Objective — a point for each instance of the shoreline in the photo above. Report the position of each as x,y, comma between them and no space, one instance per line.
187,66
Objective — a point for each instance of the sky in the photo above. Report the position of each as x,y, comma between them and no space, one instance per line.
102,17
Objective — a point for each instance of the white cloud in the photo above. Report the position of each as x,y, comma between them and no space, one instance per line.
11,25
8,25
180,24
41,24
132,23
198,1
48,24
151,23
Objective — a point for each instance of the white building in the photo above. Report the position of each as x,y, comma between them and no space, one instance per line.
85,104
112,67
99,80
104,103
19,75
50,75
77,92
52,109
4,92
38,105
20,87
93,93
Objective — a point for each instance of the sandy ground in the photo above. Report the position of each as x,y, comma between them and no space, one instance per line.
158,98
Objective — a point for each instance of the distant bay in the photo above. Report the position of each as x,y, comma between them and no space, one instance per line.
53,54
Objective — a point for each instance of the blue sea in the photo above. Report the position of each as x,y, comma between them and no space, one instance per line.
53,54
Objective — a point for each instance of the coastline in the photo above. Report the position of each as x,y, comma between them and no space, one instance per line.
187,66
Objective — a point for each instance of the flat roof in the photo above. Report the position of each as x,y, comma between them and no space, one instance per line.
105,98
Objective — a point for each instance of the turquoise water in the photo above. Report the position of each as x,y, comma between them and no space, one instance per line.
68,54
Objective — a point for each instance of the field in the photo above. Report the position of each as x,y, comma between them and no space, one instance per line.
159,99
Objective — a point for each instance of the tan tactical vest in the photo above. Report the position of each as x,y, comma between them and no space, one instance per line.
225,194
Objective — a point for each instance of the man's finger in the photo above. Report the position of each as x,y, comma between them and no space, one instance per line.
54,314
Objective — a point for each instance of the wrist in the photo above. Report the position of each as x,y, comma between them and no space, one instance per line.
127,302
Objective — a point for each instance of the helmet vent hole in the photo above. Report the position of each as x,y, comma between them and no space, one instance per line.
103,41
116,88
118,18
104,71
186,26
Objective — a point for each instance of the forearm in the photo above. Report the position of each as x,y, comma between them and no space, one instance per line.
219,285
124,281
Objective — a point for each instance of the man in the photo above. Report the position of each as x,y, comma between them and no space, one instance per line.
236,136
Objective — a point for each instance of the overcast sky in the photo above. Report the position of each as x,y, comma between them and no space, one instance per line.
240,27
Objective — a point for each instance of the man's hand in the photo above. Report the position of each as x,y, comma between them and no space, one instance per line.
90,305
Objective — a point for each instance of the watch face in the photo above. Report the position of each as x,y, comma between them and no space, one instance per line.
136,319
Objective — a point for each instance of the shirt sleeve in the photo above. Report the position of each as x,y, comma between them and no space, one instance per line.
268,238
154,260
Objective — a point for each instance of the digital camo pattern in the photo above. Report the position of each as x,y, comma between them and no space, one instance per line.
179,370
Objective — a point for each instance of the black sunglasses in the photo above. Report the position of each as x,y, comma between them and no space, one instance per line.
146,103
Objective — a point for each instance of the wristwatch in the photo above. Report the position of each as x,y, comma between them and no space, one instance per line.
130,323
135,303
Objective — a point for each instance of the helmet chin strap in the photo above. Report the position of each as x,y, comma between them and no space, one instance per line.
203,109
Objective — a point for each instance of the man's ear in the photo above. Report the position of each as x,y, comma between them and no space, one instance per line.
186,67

**TASK STATEMENT:** Please make the answer a complete, exact reproduction of the records.

**RESPONSE BELOW:**
Objective — a point for each instance of the shoreline in the photo above. Report the position of each as x,y, comma between them and no space, one instance per line.
187,66
Objective — a point for each instance of the sky in the photo above. Report the position of each as x,y, comma between them and no space, one instance per line.
102,17
Objective — a point for each instance of the white cloud in the photo above. Report the position of each as x,y, comma between them and no space, one instance per line.
11,25
8,25
180,24
41,24
132,23
198,1
48,24
151,23
Objective — a point for each instance of the white building in the photo above. Report the position of each as x,y, comma between them and no space, one instance per line.
85,104
112,67
99,80
104,103
19,75
50,75
77,92
52,109
4,92
38,105
20,87
93,93
Objective — a point for each instance of the sandy ground in the photo above. Report the position of each as x,y, comma between them and no space, one instance per line.
158,98
Objective — a point for each instance of the distant bay in the photo above. Report the position of each as x,y, comma between them and no space, one instance per line.
53,54
Objective — a point for each instance of the blue sea in the photo above. Report the position of each as x,y, comma between them and no space, one instance per line.
53,54
Objective — a point for each instance of the coastline in the photo above. Report the position of each as x,y, comma between them and no space, one instance per line.
187,66
Objective — a point for each instance of the flat roof in the photo above. Report the position of each as x,y, comma between them and no space, one instance per line.
105,98
Objective — a point for each instance of the turquoise water in the photo above. Report the position of each as x,y, comma between them and no space, one instance per line.
68,54
Objective — a point for each instance of the field in the photo above. Report the position of each as x,y, comma between them and no space, one instance per line.
159,99
Objective — a point for each instance of the tan tactical vest in the photo above. Report the position of each as x,y, comma between them and no space, one instance per line.
225,194
Objective — a point for each instance of the man's finger in the photo above. Report the position of each as x,y, comma between them and no space, one instance per line.
54,314
Objective — a point for each instance of the wrist in the photo above. Report the position of each as x,y, comma between them and no space, one instance per line.
127,302
Objective — a point for each instance of the helmet vent hole in the photo above. Report the position of each as x,y, comma between them and no space, one instance per line.
103,41
116,88
118,18
104,71
186,26
Objective — a point for each instance of the forearm in the photo above. Report the position of each as x,y, comma between them and no space, one instance per line.
219,285
124,281
Objective — a point for each instance of the man in the photo above. Report the position of each as x,y, comma between them and no space, one instance per line.
236,136
Objective — a point for each instance of the overcast sky in the photo above. Report the position of each as x,y, comma between them and no space, one instance per line.
240,27
Objective — a point for each instance of the man's hand in the photo above. Report the position of each as x,y, comma between them and no space, one instance per line.
90,305
Objective — a point for each instance of the watch face in the photo above. Report the position of each as x,y, comma between them and no space, one instance per line.
136,319
Objective — a point for each instance of the shirt sleeve in the photo above. Report the position of each as x,y, comma between them and no space, one instance per line.
268,238
154,260
Objective — a point for each instance of the digital camo pattern in the photo above. Report the position of each as x,y, comma between them and no space, one instance per line.
179,370
Objective — a point for each instance of the black sunglasses in the photo above. Report the position of each as x,y, comma between them and no space, one instance per line.
146,103
Objective — a point for each instance of the wristwatch in the photo above. Report the position of each as x,y, comma between them and no space, one instance per line.
130,323
135,303
Objective — a point for each instance of the helmet chin strap in the photo above. Report the position of each as x,y, comma between them and no space, one instance per line.
203,109
Objective — a point for each instance of the man's ear in the photo above. Report the position of each as x,y, comma between them and no space, one instance per line.
186,67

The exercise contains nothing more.